AIM OF THE TASK: Show every line of the listing below that contains the string "green", copying each line unchanged.

RECORDS PROVIDED:

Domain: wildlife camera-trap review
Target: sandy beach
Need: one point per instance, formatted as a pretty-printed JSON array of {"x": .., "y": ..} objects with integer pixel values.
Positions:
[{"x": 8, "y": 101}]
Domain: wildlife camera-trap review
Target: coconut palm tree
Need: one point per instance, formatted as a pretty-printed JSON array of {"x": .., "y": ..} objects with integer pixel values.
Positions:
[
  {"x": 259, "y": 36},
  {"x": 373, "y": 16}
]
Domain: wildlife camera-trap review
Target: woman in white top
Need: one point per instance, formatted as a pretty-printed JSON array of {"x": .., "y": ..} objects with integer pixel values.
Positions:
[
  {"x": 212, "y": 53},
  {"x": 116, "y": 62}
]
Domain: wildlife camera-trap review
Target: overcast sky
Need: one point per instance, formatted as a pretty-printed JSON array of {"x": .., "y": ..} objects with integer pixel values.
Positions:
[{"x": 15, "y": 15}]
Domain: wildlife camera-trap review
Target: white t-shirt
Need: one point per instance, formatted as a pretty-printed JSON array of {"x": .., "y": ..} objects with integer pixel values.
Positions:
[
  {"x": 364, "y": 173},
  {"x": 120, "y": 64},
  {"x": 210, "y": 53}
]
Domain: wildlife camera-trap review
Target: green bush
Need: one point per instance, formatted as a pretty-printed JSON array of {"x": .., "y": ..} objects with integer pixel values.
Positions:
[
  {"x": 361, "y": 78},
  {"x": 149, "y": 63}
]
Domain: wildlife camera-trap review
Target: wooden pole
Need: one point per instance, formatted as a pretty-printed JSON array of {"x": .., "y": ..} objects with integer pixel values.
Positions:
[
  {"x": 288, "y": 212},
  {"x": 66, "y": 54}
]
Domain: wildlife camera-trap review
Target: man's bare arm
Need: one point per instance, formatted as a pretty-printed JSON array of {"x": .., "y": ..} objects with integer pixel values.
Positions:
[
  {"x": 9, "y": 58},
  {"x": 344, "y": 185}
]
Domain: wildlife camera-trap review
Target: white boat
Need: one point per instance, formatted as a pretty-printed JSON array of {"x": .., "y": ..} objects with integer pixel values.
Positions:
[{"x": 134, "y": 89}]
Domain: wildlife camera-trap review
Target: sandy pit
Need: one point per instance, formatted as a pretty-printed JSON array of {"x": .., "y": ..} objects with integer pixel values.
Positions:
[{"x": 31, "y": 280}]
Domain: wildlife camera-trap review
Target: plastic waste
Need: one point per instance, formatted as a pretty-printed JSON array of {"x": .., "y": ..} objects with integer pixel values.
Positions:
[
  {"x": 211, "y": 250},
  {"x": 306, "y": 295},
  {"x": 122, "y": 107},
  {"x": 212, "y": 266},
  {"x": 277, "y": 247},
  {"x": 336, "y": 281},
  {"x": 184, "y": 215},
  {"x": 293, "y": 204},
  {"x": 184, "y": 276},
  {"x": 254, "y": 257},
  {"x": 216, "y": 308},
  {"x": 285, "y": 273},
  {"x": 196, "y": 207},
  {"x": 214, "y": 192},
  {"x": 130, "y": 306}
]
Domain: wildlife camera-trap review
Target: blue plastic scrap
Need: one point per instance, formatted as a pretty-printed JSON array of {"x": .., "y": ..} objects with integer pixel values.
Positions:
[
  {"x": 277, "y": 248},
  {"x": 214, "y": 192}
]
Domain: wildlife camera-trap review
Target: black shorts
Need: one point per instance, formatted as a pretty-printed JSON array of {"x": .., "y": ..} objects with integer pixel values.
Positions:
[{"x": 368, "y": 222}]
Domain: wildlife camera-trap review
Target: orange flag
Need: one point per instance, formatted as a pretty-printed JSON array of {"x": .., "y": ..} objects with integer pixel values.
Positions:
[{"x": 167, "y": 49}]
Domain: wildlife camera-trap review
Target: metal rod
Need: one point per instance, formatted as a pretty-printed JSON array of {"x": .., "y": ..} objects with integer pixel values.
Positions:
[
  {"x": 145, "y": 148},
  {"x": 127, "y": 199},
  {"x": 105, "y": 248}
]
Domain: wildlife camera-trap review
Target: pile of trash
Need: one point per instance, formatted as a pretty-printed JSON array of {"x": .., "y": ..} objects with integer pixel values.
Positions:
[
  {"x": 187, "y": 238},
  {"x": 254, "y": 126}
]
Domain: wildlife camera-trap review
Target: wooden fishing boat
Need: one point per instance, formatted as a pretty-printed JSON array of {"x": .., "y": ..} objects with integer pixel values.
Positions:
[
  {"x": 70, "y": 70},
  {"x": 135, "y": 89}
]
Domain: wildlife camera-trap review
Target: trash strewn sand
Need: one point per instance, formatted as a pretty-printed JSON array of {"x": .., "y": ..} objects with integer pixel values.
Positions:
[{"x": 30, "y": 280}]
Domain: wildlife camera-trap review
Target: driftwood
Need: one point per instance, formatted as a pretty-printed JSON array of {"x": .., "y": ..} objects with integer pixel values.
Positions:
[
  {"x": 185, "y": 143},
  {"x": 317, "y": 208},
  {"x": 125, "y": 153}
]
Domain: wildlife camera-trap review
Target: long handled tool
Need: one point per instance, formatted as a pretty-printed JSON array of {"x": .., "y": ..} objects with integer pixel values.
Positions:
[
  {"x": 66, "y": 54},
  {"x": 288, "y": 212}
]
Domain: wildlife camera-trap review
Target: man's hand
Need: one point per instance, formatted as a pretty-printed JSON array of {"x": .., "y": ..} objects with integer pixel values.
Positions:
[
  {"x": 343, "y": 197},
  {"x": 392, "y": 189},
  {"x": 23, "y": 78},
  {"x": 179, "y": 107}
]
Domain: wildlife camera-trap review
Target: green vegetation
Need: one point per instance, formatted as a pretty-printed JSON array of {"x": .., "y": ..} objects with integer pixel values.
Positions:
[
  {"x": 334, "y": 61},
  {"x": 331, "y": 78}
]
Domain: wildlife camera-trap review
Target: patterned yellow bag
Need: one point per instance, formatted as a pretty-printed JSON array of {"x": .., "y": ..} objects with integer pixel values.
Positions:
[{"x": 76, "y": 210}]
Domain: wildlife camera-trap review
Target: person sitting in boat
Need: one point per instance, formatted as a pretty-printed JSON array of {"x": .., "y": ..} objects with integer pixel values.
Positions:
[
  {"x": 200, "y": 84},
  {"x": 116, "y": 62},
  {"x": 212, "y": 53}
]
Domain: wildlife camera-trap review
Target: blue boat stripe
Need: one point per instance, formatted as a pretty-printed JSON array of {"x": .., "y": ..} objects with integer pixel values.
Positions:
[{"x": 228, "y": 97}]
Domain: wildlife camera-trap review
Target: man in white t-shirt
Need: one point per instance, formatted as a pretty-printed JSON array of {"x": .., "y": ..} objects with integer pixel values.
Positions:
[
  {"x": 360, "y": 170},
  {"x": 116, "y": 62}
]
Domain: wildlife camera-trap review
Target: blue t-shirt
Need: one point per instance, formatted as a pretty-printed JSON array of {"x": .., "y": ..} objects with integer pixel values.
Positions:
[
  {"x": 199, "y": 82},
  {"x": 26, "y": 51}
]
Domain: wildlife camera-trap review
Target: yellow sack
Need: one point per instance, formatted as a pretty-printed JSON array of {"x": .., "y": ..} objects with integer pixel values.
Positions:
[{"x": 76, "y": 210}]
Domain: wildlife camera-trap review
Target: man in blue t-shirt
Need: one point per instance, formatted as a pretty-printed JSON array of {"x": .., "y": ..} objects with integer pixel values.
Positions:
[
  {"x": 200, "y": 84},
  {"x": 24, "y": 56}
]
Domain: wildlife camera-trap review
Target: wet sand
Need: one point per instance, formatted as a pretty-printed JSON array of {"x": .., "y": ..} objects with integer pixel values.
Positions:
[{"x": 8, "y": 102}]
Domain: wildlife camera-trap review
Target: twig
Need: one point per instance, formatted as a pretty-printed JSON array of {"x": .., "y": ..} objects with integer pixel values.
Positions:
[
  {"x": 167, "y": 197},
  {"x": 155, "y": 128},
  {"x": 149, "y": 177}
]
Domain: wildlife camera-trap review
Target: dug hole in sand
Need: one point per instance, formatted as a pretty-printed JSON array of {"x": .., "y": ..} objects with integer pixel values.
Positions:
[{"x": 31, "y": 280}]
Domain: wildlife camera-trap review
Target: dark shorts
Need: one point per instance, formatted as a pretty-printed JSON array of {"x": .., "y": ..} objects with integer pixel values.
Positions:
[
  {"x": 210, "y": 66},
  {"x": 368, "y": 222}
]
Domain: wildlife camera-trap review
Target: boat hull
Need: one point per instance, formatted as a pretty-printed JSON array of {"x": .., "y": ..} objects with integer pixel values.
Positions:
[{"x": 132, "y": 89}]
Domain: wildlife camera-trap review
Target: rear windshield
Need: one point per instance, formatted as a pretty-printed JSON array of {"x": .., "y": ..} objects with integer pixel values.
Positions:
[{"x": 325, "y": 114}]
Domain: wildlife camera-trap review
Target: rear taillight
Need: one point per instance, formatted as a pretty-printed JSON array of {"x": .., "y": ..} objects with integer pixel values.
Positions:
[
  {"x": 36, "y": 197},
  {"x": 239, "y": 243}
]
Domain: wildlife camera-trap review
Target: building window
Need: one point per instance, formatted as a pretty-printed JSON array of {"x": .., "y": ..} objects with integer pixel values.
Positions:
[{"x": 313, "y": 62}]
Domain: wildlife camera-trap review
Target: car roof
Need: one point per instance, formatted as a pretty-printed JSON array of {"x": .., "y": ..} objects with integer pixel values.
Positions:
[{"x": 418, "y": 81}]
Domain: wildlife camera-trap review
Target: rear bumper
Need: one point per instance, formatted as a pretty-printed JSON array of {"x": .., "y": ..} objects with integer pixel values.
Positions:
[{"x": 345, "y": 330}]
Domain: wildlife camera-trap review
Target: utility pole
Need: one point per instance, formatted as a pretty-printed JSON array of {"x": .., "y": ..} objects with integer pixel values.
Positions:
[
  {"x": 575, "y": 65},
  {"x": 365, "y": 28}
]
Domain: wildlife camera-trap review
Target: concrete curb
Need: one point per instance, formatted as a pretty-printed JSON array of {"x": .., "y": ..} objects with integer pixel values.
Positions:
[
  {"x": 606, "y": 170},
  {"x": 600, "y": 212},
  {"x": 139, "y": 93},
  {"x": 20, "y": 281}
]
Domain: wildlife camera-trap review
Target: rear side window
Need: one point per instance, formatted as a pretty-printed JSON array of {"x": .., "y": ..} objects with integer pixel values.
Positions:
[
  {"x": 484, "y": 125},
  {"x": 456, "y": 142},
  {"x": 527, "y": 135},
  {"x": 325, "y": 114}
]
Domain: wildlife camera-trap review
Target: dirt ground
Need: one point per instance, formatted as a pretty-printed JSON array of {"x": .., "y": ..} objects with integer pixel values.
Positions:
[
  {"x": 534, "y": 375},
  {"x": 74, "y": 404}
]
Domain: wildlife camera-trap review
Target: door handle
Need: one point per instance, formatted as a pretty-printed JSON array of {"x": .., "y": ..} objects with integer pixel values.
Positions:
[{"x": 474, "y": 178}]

THE RESPONSE:
Target: green bush
Target: green vegetation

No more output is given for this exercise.